## Exercise instructions:
Give back the full material, exactly as it reads.

## Data for this task:

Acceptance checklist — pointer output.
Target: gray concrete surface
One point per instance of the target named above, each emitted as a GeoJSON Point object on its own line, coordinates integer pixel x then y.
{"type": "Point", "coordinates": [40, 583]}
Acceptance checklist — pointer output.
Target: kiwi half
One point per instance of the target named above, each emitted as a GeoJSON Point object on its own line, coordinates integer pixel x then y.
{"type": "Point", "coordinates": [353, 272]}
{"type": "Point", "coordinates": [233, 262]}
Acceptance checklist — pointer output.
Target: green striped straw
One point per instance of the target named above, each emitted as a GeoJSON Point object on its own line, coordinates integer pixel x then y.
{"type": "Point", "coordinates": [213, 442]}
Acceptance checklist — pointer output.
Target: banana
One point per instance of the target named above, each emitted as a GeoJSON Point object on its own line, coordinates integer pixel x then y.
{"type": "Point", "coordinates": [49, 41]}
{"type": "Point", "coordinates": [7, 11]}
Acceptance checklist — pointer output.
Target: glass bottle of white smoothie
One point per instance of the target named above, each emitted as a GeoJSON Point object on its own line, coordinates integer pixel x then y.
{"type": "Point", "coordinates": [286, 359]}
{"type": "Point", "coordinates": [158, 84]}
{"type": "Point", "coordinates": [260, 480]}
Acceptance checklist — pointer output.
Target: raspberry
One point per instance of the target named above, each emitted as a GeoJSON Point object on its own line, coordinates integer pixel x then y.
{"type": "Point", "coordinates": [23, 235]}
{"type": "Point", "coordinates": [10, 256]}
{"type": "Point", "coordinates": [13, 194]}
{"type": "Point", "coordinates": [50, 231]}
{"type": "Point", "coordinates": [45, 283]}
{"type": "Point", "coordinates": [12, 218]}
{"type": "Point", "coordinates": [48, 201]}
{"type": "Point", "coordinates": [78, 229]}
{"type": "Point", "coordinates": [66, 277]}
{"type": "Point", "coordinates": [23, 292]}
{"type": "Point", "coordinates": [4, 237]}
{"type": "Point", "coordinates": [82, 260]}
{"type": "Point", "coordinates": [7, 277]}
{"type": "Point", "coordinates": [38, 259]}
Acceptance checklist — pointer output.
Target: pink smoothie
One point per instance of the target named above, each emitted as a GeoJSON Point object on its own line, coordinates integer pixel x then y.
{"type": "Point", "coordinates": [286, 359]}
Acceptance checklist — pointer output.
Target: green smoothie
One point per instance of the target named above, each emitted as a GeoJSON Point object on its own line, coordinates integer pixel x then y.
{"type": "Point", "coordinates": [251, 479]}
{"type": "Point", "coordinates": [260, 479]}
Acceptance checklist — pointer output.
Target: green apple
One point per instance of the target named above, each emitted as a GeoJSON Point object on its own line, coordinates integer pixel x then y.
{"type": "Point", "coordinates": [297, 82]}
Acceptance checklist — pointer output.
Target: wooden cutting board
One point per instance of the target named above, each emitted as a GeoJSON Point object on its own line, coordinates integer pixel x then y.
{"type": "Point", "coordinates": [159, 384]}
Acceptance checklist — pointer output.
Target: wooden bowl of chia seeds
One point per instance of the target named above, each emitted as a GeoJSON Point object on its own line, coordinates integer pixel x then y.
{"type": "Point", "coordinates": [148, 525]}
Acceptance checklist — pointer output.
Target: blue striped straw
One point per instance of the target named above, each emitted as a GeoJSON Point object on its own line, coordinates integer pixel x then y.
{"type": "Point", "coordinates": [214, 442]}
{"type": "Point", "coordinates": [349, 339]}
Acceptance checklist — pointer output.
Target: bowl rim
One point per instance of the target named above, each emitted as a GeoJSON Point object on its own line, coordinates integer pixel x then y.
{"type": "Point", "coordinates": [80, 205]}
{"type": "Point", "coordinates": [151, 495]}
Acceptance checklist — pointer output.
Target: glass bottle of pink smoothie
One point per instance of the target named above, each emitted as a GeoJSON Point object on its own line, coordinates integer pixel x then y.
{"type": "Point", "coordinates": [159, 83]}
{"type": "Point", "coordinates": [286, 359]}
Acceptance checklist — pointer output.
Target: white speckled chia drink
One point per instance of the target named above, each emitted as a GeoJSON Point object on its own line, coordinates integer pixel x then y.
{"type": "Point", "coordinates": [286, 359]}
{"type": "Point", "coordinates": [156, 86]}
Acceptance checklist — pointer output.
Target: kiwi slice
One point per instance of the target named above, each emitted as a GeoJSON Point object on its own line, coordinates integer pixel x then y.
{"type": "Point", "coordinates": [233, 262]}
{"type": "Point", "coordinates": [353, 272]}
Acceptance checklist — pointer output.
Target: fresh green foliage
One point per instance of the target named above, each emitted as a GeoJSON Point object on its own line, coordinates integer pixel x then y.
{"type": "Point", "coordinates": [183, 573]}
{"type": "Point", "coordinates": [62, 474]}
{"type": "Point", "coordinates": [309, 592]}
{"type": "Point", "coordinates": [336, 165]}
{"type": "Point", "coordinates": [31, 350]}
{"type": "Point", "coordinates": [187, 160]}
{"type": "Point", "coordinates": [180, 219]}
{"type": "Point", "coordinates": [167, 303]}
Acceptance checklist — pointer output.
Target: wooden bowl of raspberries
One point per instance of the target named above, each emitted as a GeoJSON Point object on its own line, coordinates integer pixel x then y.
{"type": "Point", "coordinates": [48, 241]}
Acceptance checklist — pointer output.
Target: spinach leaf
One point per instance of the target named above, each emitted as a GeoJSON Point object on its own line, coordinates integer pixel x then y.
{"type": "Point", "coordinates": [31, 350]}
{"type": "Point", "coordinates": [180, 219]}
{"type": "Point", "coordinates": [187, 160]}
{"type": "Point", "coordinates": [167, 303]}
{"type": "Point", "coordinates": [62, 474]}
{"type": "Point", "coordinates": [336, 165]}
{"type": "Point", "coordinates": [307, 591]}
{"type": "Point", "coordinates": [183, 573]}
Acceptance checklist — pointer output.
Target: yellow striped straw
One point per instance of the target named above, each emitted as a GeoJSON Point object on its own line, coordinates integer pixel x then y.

## Response to this exercise:
Acceptance checklist — pointer output.
Target: gray concrete surface
One point per instance of the target named above, each emitted as a GeoJSON Point object on its own line, coordinates integer pixel x then y.
{"type": "Point", "coordinates": [40, 583]}
Acceptance checklist — pointer output.
Target: kiwi half
One point per instance of the target named above, each emitted as a GeoJSON Point object on its own line, coordinates integer pixel x then y.
{"type": "Point", "coordinates": [353, 272]}
{"type": "Point", "coordinates": [233, 262]}
Acceptance checklist — pointer output.
Target: green striped straw
One point per instance of the target named above, each emitted as a GeoJSON Point object on its own line, coordinates integer pixel x then y.
{"type": "Point", "coordinates": [213, 442]}
Acceptance checklist — pointer output.
Target: banana
One point per instance of the target named above, each emitted as a GeoJSON Point object on its own line, coordinates integer pixel x then y.
{"type": "Point", "coordinates": [49, 41]}
{"type": "Point", "coordinates": [7, 11]}
Acceptance checklist — pointer output.
Target: glass bottle of white smoothie
One point per instance of the target named above, each emitted as a GeoJSON Point object on its own line, coordinates integer pixel x then y.
{"type": "Point", "coordinates": [286, 359]}
{"type": "Point", "coordinates": [158, 84]}
{"type": "Point", "coordinates": [260, 480]}
Acceptance checklist — pointer output.
Target: raspberry
One point per instance of the target named above, each emitted as a GeoJSON Point object on its own line, coordinates integer pixel x then y.
{"type": "Point", "coordinates": [23, 235]}
{"type": "Point", "coordinates": [10, 256]}
{"type": "Point", "coordinates": [13, 194]}
{"type": "Point", "coordinates": [50, 231]}
{"type": "Point", "coordinates": [45, 283]}
{"type": "Point", "coordinates": [12, 218]}
{"type": "Point", "coordinates": [48, 201]}
{"type": "Point", "coordinates": [78, 229]}
{"type": "Point", "coordinates": [66, 277]}
{"type": "Point", "coordinates": [23, 292]}
{"type": "Point", "coordinates": [4, 237]}
{"type": "Point", "coordinates": [82, 260]}
{"type": "Point", "coordinates": [7, 277]}
{"type": "Point", "coordinates": [38, 259]}
Acceptance checklist — pointer output.
Target: pink smoothie
One point per instance of the target named above, each emitted as a GeoJSON Point object on its own line, coordinates integer pixel x then y.
{"type": "Point", "coordinates": [286, 359]}
Acceptance checklist — pointer output.
Target: green smoothie
One point per instance of the target named above, each emitted as a GeoJSON Point object on its own line, coordinates integer pixel x then y.
{"type": "Point", "coordinates": [251, 479]}
{"type": "Point", "coordinates": [260, 479]}
Acceptance checklist — pointer output.
Target: green apple
One point per instance of the target named above, each emitted as a GeoJSON Point object on its own line, coordinates integer pixel x then y.
{"type": "Point", "coordinates": [297, 82]}
Acceptance checklist — pointer output.
Target: wooden cutting board
One point per instance of the target named above, each emitted as a GeoJSON Point object on its own line, coordinates integer pixel x then y.
{"type": "Point", "coordinates": [159, 384]}
Acceptance checklist — pointer output.
Target: wooden bowl of chia seeds
One point per instance of the target named above, each emitted as a GeoJSON Point object on its own line, coordinates integer pixel x then y.
{"type": "Point", "coordinates": [148, 525]}
Acceptance checklist — pointer output.
Target: blue striped straw
One point per instance of the target named above, each emitted as a GeoJSON Point object on its own line, coordinates integer pixel x then y.
{"type": "Point", "coordinates": [214, 442]}
{"type": "Point", "coordinates": [349, 339]}
Acceptance checklist — pointer output.
Target: bowl rim
One point per instance of the target named above, each emitted as a GeoJSON Point object on its own line, coordinates integer pixel x then y.
{"type": "Point", "coordinates": [80, 205]}
{"type": "Point", "coordinates": [151, 495]}
Acceptance checklist — pointer output.
Target: glass bottle of pink smoothie
One point per instance of the target named above, each emitted as a GeoJSON Point object on its own line, coordinates integer pixel x then y.
{"type": "Point", "coordinates": [159, 83]}
{"type": "Point", "coordinates": [286, 359]}
Acceptance checklist — pointer output.
Target: white speckled chia drink
One point per instance of the target named above, each emitted as a GeoJSON Point object on its own line, coordinates integer pixel x then y.
{"type": "Point", "coordinates": [286, 359]}
{"type": "Point", "coordinates": [156, 86]}
Acceptance checklist — pointer output.
Target: kiwi slice
One point per instance of the target named above, each emitted as a GeoJSON Point object on its own line, coordinates integer pixel x then y.
{"type": "Point", "coordinates": [233, 262]}
{"type": "Point", "coordinates": [353, 272]}
Acceptance checklist — pointer output.
Target: fresh green foliage
One point per instance of the target named above, each emitted as a GeoJSON Point object on its own line, coordinates integer pixel x then y.
{"type": "Point", "coordinates": [183, 573]}
{"type": "Point", "coordinates": [62, 474]}
{"type": "Point", "coordinates": [309, 592]}
{"type": "Point", "coordinates": [336, 165]}
{"type": "Point", "coordinates": [31, 350]}
{"type": "Point", "coordinates": [187, 160]}
{"type": "Point", "coordinates": [180, 219]}
{"type": "Point", "coordinates": [167, 303]}
Acceptance checklist — pointer output.
Target: wooden bowl of raspberries
One point per instance of the target named above, each emitted as a GeoJSON Point object on its own line, coordinates integer pixel x then y.
{"type": "Point", "coordinates": [48, 241]}
Acceptance checklist — pointer output.
Target: spinach leaf
One point per instance of the target named above, each emitted as a GeoJSON Point object on its own line, coordinates integer pixel x then y.
{"type": "Point", "coordinates": [31, 350]}
{"type": "Point", "coordinates": [180, 219]}
{"type": "Point", "coordinates": [187, 160]}
{"type": "Point", "coordinates": [167, 303]}
{"type": "Point", "coordinates": [62, 474]}
{"type": "Point", "coordinates": [336, 165]}
{"type": "Point", "coordinates": [307, 591]}
{"type": "Point", "coordinates": [183, 573]}
Acceptance checklist — pointer output.
Target: yellow striped straw
One point per instance of the target named above, each emitted as a GeoJSON Point object on its own line, coordinates integer pixel x then y.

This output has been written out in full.